» EXERCISE BRIEF: Each line of the data must be copied exactly.

*** Opening of EXCERPTED DATA ***

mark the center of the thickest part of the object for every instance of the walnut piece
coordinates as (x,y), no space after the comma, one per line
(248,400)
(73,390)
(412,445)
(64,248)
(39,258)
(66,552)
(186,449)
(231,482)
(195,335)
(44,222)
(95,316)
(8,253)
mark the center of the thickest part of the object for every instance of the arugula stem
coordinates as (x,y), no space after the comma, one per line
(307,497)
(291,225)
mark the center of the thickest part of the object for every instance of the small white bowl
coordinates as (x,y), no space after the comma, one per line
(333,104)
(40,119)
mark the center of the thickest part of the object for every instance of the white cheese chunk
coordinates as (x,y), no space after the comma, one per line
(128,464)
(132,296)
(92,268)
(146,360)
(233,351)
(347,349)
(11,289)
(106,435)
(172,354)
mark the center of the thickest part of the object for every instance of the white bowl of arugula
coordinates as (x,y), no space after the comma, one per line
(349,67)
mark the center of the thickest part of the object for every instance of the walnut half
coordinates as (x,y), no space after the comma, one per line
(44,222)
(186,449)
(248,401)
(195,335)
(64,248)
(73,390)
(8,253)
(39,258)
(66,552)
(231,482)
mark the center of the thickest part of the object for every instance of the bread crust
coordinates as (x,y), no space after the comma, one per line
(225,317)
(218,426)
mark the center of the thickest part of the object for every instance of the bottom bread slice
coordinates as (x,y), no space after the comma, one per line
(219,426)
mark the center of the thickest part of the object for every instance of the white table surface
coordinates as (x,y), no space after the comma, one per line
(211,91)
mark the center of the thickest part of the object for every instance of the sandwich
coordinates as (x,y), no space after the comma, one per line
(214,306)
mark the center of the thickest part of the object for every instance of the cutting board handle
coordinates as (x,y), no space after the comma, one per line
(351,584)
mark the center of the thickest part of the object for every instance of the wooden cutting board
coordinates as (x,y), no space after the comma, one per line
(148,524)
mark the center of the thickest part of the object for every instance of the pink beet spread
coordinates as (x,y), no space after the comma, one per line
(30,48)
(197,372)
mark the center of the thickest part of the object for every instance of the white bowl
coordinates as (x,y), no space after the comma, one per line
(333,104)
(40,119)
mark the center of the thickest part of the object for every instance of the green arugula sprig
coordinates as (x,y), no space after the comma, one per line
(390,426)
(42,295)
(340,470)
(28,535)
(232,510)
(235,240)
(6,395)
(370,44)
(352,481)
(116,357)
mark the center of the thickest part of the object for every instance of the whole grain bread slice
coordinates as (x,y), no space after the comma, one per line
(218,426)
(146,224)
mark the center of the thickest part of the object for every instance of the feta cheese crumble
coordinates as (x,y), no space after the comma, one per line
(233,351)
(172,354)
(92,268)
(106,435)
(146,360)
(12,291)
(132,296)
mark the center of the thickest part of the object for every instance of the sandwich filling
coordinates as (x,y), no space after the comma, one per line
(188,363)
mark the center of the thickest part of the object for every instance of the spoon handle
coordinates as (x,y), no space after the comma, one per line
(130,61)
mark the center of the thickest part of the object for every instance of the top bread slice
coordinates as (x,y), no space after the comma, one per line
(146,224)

*** Close of EXCERPTED DATA ***

» WRITTEN ANSWER:
mark the center of the thickest part of the object for every instance of the walnut piece
coordinates as (x,y), no space after the comma, one per line
(248,400)
(73,390)
(412,445)
(64,248)
(39,258)
(66,552)
(186,449)
(231,482)
(195,335)
(44,222)
(95,316)
(8,253)
mark the center of the thickest part of the object for every instance of the arugula stem
coordinates as (x,y), no space after the comma, one per line
(307,497)
(291,225)
mark the center of the thickest part of the object for every instance of the small white bowl
coordinates as (x,y), no space after the comma, one per line
(333,104)
(40,119)
mark the center of the thickest part of the object for every instance of the white cheese chunk
coordinates as (x,y), no space after the comma, one per line
(128,464)
(132,296)
(92,268)
(146,360)
(233,351)
(347,349)
(11,289)
(106,435)
(172,354)
mark the center of the thickest part of the object for every instance of the white bowl of arugula
coordinates as (x,y), no space after the comma, one per line
(349,67)
mark the center of the thickest part of the object for every instance of the walnut half
coordinates as (x,y), no space after the comma, one per line
(44,222)
(186,449)
(248,401)
(195,335)
(64,248)
(73,390)
(8,253)
(39,258)
(66,552)
(231,482)
mark the center of the thickest part of the object for every instance of the bread crust
coordinates as (x,y), no space after the comma, one per line
(225,317)
(218,426)
mark the center of the thickest part of the object for every instance of the bottom bread slice
coordinates as (x,y), no space after the comma, one per line
(219,426)
mark the center of the thickest part of the object for every instance of the white table surface
coordinates as (x,y), no space after the comma, one per line
(211,91)
mark the center of the thickest part of the object for every instance of the sandwich
coordinates as (x,y), no space after the comma, one per line
(214,306)
mark the center of the thickest part of the object for every instance of the cutting board handle
coordinates as (x,y), no space after the comma, one per line
(351,584)
mark the center of the thickest part of the object for every instance of the wooden cutting board
coordinates as (x,y), no space after the comma, one per line
(148,524)
mark the center of the thickest part of the object for every instance of the pink beet spread
coordinates as (x,y), no space after the comma, one per line
(30,48)
(197,372)
mark the center of the thickest part of the object for every instance of the white bowl
coordinates as (x,y), no space after the comma, one per line
(333,104)
(40,119)
mark the center of the thickest part of the object for every instance of the green arugula sprig
coordinates as (x,y), no space after the comma, one per line
(390,426)
(42,295)
(340,470)
(28,535)
(232,510)
(235,240)
(6,395)
(370,44)
(352,481)
(116,357)
mark the center of the thickest part of the object for every instance of the whole grain bread slice
coordinates as (x,y), no space after the comma, one per line
(218,426)
(146,224)
mark the center of the thickest part of the object for every instance of the feta cheese crumble
coordinates as (x,y), no space after the comma, one per line
(233,351)
(172,354)
(92,268)
(106,435)
(146,360)
(12,291)
(132,296)
mark the center of the thickest part of the object for every instance of the sandwich filling
coordinates as (x,y), no space after the comma, one per line
(188,363)
mark the center of the thickest part of the object for every instance of the spoon handle
coordinates as (x,y), no space after the comma, one per line
(130,61)
mark the center of the thickest part of the object for every instance of the top bread slice
coordinates as (x,y), no space after the comma, one per line
(146,224)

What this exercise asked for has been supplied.